Assignment:
Everything from the line containing "of the shower" to the last line of the data below should be copied word for word, and nothing else.

Data for the task:
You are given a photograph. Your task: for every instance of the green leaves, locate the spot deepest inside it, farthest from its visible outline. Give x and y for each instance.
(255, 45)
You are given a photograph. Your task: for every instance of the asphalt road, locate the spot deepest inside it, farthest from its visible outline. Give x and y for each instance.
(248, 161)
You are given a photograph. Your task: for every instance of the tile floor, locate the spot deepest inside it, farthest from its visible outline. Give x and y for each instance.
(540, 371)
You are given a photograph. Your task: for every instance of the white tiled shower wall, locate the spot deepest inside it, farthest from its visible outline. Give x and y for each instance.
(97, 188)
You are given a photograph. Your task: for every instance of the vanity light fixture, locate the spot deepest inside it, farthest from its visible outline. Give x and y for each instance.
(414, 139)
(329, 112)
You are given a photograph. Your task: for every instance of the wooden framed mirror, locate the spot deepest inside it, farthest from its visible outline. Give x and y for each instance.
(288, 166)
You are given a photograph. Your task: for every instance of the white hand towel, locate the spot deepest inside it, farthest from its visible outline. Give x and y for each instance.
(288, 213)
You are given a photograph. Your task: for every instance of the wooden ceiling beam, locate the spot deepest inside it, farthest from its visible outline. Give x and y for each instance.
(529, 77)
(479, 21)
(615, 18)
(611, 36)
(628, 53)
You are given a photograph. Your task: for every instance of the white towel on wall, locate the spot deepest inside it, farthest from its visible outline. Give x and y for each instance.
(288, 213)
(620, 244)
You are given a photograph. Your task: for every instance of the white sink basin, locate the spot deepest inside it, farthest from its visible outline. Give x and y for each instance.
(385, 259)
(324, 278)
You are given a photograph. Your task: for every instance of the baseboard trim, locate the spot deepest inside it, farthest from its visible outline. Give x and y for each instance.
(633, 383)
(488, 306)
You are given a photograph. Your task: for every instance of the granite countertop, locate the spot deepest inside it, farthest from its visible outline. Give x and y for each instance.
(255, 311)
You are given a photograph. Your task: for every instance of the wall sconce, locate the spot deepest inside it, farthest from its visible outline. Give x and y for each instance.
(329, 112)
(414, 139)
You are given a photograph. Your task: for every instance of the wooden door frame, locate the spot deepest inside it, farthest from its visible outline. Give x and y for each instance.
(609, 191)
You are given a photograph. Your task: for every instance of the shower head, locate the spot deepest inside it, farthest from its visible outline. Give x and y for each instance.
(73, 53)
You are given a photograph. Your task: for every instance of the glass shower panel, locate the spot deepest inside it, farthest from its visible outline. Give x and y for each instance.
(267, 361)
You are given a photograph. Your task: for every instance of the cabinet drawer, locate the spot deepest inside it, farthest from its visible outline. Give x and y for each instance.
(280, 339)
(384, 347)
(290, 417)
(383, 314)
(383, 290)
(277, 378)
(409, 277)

Task output:
You are given a photograph. Your task: for every instance of the shower head, locate the spot deepest inside it, farthest from its visible outline. Give x and y for each instance.
(73, 53)
You are given a photograph. Your task: for every instance of the glass shower panel, locate the spot deepest inside it, farthest from its visible outline. Give x and y for each instance.
(267, 361)
You are given a photograph. Your task: for every instance of the cabinet drawer, locate the spot deepest inside it, farthest from its visible outline. Give x and y for each instance.
(280, 339)
(384, 347)
(290, 417)
(383, 314)
(383, 290)
(277, 378)
(409, 277)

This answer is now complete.